::: Material
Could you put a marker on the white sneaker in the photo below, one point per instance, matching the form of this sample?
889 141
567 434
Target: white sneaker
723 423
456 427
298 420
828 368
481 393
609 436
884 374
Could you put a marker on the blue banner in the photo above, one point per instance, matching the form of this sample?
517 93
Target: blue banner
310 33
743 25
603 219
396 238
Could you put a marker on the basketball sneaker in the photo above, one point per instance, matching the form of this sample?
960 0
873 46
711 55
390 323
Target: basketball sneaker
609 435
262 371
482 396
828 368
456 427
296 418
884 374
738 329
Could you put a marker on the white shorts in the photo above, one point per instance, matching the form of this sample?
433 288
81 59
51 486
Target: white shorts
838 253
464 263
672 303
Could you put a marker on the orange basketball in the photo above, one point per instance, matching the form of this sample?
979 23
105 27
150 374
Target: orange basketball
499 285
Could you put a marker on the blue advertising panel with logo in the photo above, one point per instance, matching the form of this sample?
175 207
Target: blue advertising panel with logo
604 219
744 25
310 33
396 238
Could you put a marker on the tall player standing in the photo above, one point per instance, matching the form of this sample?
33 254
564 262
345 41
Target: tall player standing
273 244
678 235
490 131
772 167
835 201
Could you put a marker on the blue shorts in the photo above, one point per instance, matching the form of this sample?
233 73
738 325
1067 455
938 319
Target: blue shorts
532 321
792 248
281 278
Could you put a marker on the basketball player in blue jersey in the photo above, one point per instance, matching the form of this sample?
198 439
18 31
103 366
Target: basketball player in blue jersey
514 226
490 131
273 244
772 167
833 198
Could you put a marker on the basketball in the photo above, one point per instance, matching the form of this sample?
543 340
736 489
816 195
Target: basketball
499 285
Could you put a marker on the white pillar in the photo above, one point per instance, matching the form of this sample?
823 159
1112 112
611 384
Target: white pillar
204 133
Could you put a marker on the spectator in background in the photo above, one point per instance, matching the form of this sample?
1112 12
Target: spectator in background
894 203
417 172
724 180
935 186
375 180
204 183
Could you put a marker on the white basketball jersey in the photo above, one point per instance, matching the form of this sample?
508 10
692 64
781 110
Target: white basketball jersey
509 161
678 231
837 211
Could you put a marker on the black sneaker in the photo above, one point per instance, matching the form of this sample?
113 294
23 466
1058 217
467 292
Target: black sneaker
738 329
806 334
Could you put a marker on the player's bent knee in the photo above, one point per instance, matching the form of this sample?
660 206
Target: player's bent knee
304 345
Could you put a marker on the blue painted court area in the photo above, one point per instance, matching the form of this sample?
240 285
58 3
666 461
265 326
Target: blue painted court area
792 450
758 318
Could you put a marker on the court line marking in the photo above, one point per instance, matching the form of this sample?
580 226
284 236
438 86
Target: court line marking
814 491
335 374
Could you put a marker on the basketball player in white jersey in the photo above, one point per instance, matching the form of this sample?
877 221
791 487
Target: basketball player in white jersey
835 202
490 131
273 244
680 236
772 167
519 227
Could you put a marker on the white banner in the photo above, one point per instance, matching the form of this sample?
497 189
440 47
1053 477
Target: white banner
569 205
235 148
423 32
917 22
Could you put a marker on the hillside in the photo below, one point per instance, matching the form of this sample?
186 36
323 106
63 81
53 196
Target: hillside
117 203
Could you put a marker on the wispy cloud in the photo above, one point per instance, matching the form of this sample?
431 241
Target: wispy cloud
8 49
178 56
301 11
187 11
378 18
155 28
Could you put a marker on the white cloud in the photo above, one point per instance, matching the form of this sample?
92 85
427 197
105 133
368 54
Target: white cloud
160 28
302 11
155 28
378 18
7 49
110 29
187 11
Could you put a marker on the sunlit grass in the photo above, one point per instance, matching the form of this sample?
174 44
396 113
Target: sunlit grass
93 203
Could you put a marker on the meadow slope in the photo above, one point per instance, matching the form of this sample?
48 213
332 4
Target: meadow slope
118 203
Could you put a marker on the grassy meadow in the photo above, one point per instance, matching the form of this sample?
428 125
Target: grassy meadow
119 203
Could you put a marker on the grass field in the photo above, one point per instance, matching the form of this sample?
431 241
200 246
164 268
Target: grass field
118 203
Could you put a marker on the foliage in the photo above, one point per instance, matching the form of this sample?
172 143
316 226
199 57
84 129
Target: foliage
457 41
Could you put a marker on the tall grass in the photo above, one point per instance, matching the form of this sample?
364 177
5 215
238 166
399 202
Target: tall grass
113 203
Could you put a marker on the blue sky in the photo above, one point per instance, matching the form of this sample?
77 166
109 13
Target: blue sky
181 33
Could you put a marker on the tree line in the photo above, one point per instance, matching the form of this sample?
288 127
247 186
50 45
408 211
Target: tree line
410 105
::::::
From the line holding "Could you put a marker on the grassy" down to the final line above, quote every line exactly and only those lines.

Could you put a marker on the grassy meadow in the photo above, one point per instance, matching the form of this sample?
428 125
Target: grassy meadow
119 203
Could you put a marker on the grass field in the photo above, one point per instance, matching the form of this sample?
431 241
200 246
164 268
Target: grass field
118 203
Could you put a marker on the foliage in the photo above, one point per instance, matching the form of this sample?
172 143
316 226
199 57
84 129
Target: foliage
457 41
Could you put a marker on the tall grass in the photo above, one point per instance, matching the form of this sample?
364 177
5 215
238 166
399 202
Target: tall grass
113 203
Could you put a marker on the blue sky in the photo above, one point per instance, matching the form of this sample?
77 166
109 13
Target: blue sky
181 33
Could you put a marker on the tree line in the photo above, one point per instance, matching the form of this sample?
288 127
247 186
50 45
408 211
Target: tree line
410 105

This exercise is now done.